Task description:
Check every line below for the word "segment" and copy each one that has it.
*** Task input ***
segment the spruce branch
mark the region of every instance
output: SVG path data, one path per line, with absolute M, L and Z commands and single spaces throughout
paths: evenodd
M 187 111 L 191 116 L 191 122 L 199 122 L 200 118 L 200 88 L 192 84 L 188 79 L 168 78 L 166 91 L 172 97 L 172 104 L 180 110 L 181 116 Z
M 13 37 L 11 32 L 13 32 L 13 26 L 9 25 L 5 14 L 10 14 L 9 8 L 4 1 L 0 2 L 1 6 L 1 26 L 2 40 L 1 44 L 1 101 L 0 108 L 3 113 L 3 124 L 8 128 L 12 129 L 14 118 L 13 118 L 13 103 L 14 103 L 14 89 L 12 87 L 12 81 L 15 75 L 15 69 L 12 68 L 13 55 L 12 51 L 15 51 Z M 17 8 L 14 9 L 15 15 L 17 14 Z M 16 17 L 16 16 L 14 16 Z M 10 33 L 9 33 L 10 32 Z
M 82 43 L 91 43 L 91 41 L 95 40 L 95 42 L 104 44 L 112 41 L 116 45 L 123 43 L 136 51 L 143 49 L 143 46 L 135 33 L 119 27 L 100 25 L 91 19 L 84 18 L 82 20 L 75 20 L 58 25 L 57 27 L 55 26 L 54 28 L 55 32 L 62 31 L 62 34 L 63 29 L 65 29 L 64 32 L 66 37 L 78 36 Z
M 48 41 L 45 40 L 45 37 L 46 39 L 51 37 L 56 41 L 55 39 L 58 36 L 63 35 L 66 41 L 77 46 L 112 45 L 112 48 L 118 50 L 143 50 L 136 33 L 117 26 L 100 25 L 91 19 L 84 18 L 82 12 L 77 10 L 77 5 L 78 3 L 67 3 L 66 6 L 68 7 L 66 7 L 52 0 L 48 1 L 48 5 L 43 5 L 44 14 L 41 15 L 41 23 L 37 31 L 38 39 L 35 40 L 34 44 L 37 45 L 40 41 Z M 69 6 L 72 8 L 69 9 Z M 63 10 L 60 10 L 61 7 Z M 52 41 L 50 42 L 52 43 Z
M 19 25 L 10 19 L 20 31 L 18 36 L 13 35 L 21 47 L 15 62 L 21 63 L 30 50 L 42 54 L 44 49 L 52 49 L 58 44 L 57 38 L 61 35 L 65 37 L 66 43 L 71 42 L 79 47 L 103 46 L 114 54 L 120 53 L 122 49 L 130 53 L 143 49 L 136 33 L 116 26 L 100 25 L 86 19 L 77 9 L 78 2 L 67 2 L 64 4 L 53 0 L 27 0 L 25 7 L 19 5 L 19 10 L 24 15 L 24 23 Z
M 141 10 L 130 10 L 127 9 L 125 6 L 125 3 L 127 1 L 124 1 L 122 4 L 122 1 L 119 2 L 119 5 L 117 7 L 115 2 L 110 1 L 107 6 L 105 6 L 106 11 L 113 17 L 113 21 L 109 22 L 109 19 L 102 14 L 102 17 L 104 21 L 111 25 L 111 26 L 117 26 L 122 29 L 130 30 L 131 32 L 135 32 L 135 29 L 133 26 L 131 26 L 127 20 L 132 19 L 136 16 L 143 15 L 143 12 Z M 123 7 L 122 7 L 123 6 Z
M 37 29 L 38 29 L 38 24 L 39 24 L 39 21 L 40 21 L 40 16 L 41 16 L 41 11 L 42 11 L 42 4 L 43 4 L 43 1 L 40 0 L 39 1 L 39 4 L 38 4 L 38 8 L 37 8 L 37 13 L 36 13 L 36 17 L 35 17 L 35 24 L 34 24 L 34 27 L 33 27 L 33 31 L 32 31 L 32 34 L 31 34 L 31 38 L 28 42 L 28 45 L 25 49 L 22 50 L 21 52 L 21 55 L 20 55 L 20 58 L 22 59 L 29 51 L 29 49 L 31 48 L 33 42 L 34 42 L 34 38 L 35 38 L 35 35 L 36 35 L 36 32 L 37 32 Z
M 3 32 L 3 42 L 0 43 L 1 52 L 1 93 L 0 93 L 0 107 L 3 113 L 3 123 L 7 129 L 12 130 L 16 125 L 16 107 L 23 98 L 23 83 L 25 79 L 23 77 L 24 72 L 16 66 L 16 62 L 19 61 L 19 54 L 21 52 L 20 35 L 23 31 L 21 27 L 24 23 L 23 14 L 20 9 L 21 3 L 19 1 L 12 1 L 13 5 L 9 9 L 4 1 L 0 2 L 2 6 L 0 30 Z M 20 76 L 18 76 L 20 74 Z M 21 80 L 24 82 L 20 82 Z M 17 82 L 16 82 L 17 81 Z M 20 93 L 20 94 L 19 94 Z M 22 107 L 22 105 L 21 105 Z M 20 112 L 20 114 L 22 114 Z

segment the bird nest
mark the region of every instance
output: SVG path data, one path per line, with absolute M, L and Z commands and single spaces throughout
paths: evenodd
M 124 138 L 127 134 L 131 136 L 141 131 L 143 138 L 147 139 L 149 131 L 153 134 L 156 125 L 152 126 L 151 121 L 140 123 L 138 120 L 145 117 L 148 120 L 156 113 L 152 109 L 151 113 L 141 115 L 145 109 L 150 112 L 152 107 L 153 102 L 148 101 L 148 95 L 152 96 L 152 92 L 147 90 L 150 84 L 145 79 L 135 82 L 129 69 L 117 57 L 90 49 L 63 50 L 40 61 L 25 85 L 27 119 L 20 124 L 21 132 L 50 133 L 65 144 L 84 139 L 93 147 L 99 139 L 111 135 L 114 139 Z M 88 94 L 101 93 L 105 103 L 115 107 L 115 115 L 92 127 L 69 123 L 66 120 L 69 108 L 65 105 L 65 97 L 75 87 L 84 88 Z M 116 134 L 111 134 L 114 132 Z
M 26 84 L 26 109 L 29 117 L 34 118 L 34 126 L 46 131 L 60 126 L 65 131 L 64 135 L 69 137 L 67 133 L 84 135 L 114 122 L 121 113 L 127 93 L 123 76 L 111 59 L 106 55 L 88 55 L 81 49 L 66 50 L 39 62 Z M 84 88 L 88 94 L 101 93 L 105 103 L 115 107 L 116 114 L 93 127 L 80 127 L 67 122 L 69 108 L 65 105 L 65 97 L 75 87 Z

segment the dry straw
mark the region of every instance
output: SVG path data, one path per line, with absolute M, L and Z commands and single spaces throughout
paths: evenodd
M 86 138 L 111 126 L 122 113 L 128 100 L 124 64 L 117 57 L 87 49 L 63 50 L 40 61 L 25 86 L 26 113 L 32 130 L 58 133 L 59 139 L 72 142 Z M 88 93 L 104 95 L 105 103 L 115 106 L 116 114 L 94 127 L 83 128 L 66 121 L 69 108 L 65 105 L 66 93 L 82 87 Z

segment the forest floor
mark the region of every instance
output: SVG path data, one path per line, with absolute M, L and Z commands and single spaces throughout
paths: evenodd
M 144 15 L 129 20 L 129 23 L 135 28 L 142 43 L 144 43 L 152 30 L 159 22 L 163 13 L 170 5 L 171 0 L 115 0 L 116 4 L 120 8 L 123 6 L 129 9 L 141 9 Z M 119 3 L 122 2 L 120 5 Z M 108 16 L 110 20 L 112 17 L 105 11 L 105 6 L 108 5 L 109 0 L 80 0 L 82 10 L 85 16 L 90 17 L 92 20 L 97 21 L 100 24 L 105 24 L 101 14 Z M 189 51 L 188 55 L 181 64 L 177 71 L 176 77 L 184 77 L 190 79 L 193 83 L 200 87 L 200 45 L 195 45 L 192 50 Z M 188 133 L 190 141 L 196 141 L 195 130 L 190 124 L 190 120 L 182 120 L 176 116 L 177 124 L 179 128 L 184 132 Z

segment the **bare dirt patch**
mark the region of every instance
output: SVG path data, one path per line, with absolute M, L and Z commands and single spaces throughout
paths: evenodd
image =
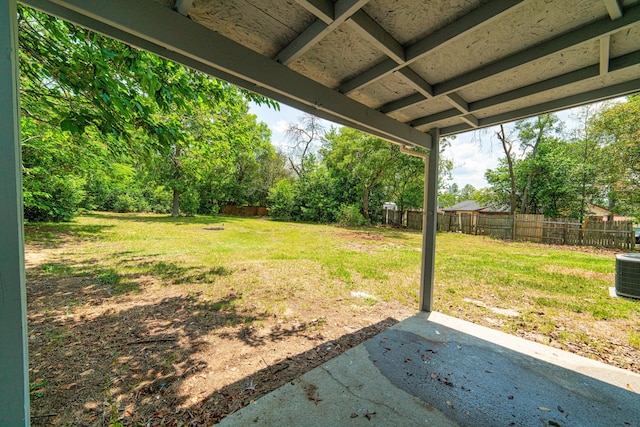
M 231 290 L 214 301 L 144 276 L 118 295 L 43 274 L 58 264 L 42 250 L 28 248 L 34 426 L 211 425 L 413 314 L 379 302 L 274 317 L 235 308 Z
M 384 236 L 374 233 L 368 233 L 366 231 L 360 232 L 349 232 L 349 233 L 337 233 L 338 236 L 349 239 L 349 240 L 373 240 L 373 241 L 384 241 Z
*** End of Task input ***
Response area:
segment the spruce branch
segment the bird nest
segment the dry straw
segment the forest floor
segment the **bare dirt patch**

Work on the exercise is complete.